§ 元の文章
════════════════════
そもそも、ドイツのダイムラー・ベンツ製DB 601を川崎が国産化したハ40は、当時の日本の技術では製造・メンテナンスが難しく、更に戦況の悪化から粗製乱造が目立ち始め、制式採用直後に生産が滞る事態となっていた。まして新型でより複雑なハ140の生産遅滞の状況は深刻で、エンジン未装備の「首無し」状態の三式戦二型が、ピーク時の昭和20年(1945年)1月には230機ほども工場内外に並ぶという異常事態となった。
こうした事態はすでに前年からある程度予測されており、昭和19年4月には陸軍より川崎に対して、三式戦二型の液冷エンジンを空冷エンジンに換装する予備研究が提案された。自社製の液冷エンジンを捨てることに抵抗感を示していたのは、むしろ川崎側だった。現実に首無し滞留機が出現し始めた昭和19年10月、軍需省より三式戦二型の首無し機に三菱製ハ112-II(離昇出力1,500馬力)を装着すべく換装命令が出され(この時、他のエンジンも候補に挙げられたが、生産に余力があること、さらにハ140と同等の出力を有することが勘案された)、陸軍はこれにキ100の型式を付与し、昭和20年すなわち皇紀2605年に制式採用されたため五式戦闘機(以下、五式戦)と命名された。これが本機の生い立ちである。
ちなみに五式戦が開発された当時、「大東亜決戦機」として期待された四式戦闘機「疾風」も、小型軽量高出力を目指して開発された誉エンジンの不調に悩まされており、稼働率の高い陸軍戦闘機は開戦以来の一式戦闘機「隼」のみという窮地に陥っていた。
[編集] 設計・特徴
正面面積の小さい液冷エンジン装備を前提に設計されたスマートな胴体に、直径の大きな空冷エンジンを取り付けることは大きな困難が伴った。そこで輸入されていたFw 190A5の空力処理(頭でっかちのエンジンカウルから胴体部にかけてフィレットを追加してあった)を参考にし、太くなった機首部分と細い胴体の段差を埋めるためのフィレットは重量過大とならないよう大型なものは避け、埋めきれない段差にて発生する乱流は排気ガスで吹き飛ばすことで解決している。こうした川崎スタッフの必死の努力により、開発開始から僅か3ヶ月後の昭和20年2月には初飛行に漕ぎ着けた。
正面面積の増大による空気抵抗で、水平速度と降下加速は三式戦より低下したが、冷却装置等の補機類や尾部のバラストが不要になったことにより330kgもの軽量化と重量バランスの改善を果たすことができ、上昇力、運動性能が格段に向上した。当初の目的である生産性と整備性・稼働率の向上に加え、思わぬ副次効果に陸軍当局は狂喜した。直ちにキ100は「五式戦」として制式採用され、首無し機体の改造と新規機体の製造準備が開始された。
武装は三式戦二型と同じく20mm機関砲を機首に2門、12.7mm機関銃を主翼に2門装備している。
なお、三式戦闘機の首なし機体を流用したファストバック型を五式戦闘機一型甲、最初から五式戦闘機として生産された水滴風防型(三式戦二型の視界改善型風防を流用)を五式戦闘機一型乙とする区別も存在するが、これは戦後に作られたもので公式ではない。
════════════════════
§ 作業内容
a) 五式戦闘機に関する文章によると、軍需省の換装命令で三式戦二型の首無し機に装着することになったエンジンは何ですか?
b) 五式戦闘機に関する文章の最後の文に続く部分を書き足してください。
ここに示す行は、この文章とは別の出典から取られています。
════════════════════
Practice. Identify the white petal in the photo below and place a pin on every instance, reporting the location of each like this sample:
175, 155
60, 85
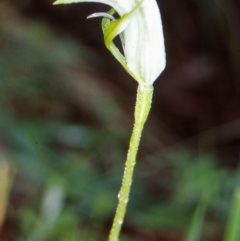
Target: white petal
144, 41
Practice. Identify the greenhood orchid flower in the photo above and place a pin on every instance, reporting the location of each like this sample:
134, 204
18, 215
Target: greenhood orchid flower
140, 29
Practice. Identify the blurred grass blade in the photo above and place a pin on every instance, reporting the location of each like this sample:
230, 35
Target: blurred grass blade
195, 229
233, 226
6, 178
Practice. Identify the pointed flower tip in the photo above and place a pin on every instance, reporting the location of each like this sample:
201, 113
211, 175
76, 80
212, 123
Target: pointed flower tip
57, 2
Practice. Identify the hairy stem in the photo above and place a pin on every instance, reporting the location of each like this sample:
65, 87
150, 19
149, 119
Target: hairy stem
142, 108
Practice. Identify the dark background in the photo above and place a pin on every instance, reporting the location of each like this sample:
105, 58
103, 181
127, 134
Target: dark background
66, 114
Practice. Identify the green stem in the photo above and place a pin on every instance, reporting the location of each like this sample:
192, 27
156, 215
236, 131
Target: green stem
142, 108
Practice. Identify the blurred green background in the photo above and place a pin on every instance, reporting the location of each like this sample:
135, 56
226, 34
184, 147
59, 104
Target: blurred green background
66, 114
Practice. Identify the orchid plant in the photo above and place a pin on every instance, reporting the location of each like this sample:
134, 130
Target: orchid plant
140, 29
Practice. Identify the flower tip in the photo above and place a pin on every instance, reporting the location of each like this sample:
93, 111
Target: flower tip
57, 2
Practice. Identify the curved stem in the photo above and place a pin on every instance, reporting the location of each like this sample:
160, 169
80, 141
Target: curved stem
142, 108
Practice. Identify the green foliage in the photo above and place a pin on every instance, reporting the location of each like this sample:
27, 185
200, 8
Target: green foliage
78, 165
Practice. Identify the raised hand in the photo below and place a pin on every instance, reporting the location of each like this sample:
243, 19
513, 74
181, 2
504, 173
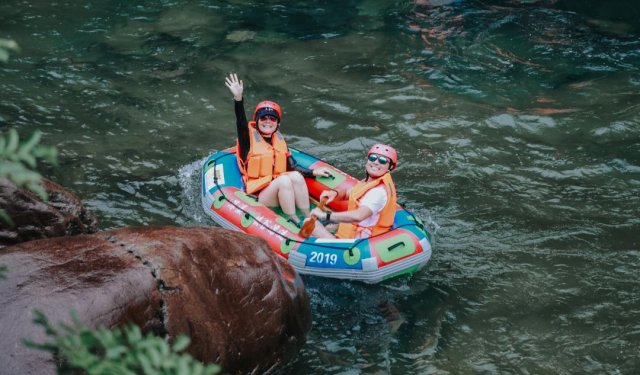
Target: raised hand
235, 86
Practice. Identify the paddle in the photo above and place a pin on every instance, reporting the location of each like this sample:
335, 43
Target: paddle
308, 225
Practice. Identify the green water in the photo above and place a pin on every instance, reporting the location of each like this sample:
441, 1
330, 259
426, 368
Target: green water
517, 125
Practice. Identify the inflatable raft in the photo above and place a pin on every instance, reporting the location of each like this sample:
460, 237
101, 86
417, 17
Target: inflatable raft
403, 250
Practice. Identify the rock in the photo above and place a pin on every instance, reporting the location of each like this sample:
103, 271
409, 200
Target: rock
242, 306
63, 215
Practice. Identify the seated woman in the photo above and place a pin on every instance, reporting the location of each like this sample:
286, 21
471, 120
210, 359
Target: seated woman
372, 201
266, 164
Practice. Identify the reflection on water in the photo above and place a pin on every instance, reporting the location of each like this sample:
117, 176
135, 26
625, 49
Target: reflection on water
517, 124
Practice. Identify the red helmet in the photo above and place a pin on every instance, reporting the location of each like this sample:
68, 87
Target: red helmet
267, 108
387, 151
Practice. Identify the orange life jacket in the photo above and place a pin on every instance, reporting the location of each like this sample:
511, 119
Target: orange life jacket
387, 215
264, 161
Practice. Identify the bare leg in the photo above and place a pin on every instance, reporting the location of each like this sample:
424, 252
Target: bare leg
280, 193
300, 191
320, 231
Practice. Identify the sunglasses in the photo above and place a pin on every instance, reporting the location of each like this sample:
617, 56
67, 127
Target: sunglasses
269, 118
382, 160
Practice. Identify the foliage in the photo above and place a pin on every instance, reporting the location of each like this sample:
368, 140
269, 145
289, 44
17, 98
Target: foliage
116, 351
18, 159
7, 45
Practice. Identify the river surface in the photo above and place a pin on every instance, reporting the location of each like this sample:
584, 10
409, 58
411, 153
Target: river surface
517, 125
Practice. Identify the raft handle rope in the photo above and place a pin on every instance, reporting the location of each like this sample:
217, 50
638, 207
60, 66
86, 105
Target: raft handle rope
288, 240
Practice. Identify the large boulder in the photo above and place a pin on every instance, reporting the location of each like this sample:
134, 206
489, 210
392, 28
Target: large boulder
242, 306
62, 215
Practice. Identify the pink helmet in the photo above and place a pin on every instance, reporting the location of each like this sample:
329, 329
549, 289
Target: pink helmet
267, 107
387, 151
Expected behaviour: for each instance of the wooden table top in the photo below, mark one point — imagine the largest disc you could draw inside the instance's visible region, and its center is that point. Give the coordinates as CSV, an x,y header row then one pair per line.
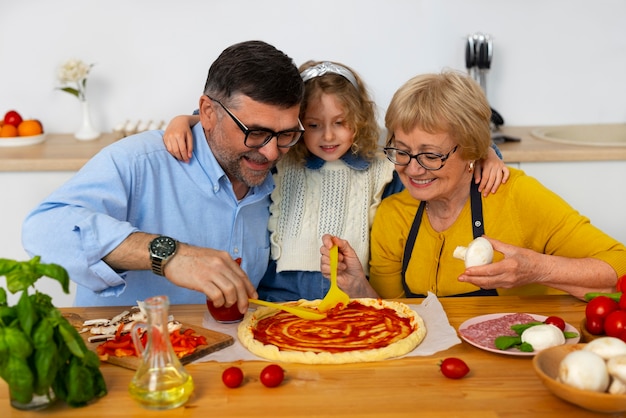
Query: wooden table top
x,y
497,386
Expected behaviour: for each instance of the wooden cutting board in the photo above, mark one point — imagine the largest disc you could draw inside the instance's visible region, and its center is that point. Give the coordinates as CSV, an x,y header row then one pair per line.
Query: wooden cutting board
x,y
215,341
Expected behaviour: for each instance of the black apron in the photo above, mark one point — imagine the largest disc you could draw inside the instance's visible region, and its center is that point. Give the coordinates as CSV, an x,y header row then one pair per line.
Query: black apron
x,y
478,230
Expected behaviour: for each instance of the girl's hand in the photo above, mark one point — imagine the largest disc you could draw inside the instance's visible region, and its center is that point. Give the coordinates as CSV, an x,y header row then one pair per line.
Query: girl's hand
x,y
178,138
490,173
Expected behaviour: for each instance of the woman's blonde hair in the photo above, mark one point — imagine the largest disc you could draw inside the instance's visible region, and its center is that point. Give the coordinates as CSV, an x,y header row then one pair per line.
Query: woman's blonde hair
x,y
360,110
449,102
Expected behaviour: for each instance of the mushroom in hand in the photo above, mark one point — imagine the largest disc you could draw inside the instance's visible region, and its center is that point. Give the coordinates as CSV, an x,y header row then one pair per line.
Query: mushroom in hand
x,y
584,370
479,252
════════════════════
§ 解答一覧
a) 三菱製ハ112-II(離昇出力1,500馬力)です。

b)
また、高高度でB29を迎撃するために、排気タービン過給機付きエンジンを搭載したキ100-IIも試作され、高度10,000mでも590km/hの速度を発揮できることが分かった。このエンジンはその当時既に一〇〇式司令部偵察機四型で実用化されており、キ100-IIは日本では初めての実用的な高高度戦闘機となる予定であった[1]。
[編集] 配備された部隊・戦歴と評価
昭和20年から配備された五式戦に対するパイロットの評価は総じて高く、陸軍戦闘機最優秀とする意見も少なくない。また、エンジンの交換によって機体の重量配分が良くなり、運動性能が向上し、改良(重武装化)によって徐々に飛行性能を低下させていった三式戦本来の運動性能を取り戻したと言われる。特に三式戦譲りの頑強な機体は、アメリカの艦上戦闘機F6Fヘルキャット並みの、日本機としては異例の800km/h以上の急降下速度に耐えることができた(P-51ムスタングに背後につかれても、急降下で振り切って被撃墜をまぬがれた例もあると言われる)。ハ112 - II(金星)を搭載した戦闘機としては他に零戦54型(試作のみ)があるが、機体強度は本機の方が格段に優れていた。
しかし、欧米の戦闘機の趨勢が700km/hに突入する中での最高速度580km/hは、世界水準から見るとかなり低いと言わざるを得ない。もちろん速度だけが戦闘機の性能を決定するとは言えないが、重要なファクターではある。ただし、カタログスペックとしての最高速度は測定条件に違いがある為、単純な数値の比較で優劣を論じることはできない[2]。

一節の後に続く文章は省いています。